# [Texto de leitura]
Acórdão do Tribunal da Relação de Guimarães
Processo:
2062/11.6TBGMR-A.G1
Relator: MOISÉS SILVA
Descritores: INVESTIGAÇÃO DE PATERNIDADE
EXAME HEMATOLÓGICO
OBTENÇÃO DE PROVA
RECUSA
INVERSÃO DO ÓNUS DA PROVA
Nº do Documento: RG
Data do Acordão: 12/05/2013
Votação: UNANIMIDADE
Texto Integral: S
Privacidade: 1
Meio Processual: APELAÇÃO
Decisão: PROCEDENTE
Indicações Eventuais: 1ª SECÇÃO CÍVEL
Sumário: I - A recusa do pretenso pai em sujeitar-se a exame hematológico, com vista a apurar a filiação, é legítima quando não estão alegados os factos concretos a provar em tal diligência.
II - Neste caso não ocorre a inversão do ónus da prova (art.ºs 519.º n.º 2 do CPC e 344.º n.º 2 do CC).
Decisão Texto Integral: Acordam, em conferência, na 1.ª Secção Cível do Tribunal da Relação de Guimarães

I - RELATÓRIO

Apelante: J… (réu).
Apelada: C… (autora).
Tribunal Judicial de Guimarães – 3.º Juízo Cível

1. C… intentou contra J… a presente acção ordinária de investigação de paternidade, pedindo que se reconheça a autora como filha do réu.
Alega, em síntese, que: a autora nasceu em 18 de março de 1972 e é filha do réu; a mãe da autora casou com António… no dia 6 de Novembro de 1960, tendo o marido da mãe da autora decidido emigrar no ano de 1969, regressando para visitar e estar com a família em agosto do ano de 1971; ainda antes do marido da mãe da autora emigrar, já se constava que aquela mantinha uma relação extraconjugal com o réu; o réu era, à data, residente e proprietário de uma mercearia mesmo em frente à casa onde então vivia o casal formado pela mãe da autora e marido; a mãe da autora ia à cidade de Guimarães acompanhada pelo réu na carrinha deste e não se inibia de passear com este, mostrando um e outro grande intimidade, havendo dias em que aquela se passeava de camisa de dormir na varanda para ser vista pelo réu e assim o aliciar a vir a sua casa; todos os dias e sempre que podia, a mãe da autora estava na mercearia do réu, de onde levava géneros alimentícios e outros sem pagar; em meados de junho de 1971, a mãe da autora descobre que está grávida e, sabendo que esta gravidez não é fruto do casamento com o marido, confessa esse facto junto de amigos; a autora vem a nascer em França, no termo do tempo completo de gestação, só vindo a descobrir não ser filha do marido da mãe em novembro de 2008; correu termos ação de impugnação da paternidade, já decidida.

# [Exercício breve 1]
Responda às perguntas sobre o acórdão:
(a) Qual é a data do acórdão?
(b) Em que país nasceu a autora?
(c) Em que ano decidiu emigrar o marido da mãe da autora?
# [Exercício breve 2]
Transcreva o trecho do acórdão que abre com as palavras "Tribunal Judicial de" e fecha com "filha do réu.".
Os dados apresentados a seguir são material à parte, sem ligação ao acórdão.

# [Dados registados]
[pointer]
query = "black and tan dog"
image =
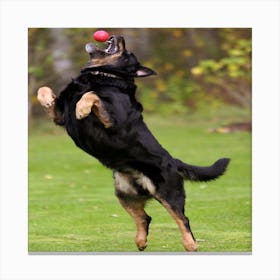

# [Resposta completa 1]
(a) 12/05/2013.
(b) Em França.
(c) Em 1969.

# [Resposta completa 2]
Tribunal Judicial de Guimarães – 3.º Juízo Cível

1. C… intentou contra J… a presente acção ordinária de investigação de paternidade, pedindo que se reconheça a autora como filha do réu.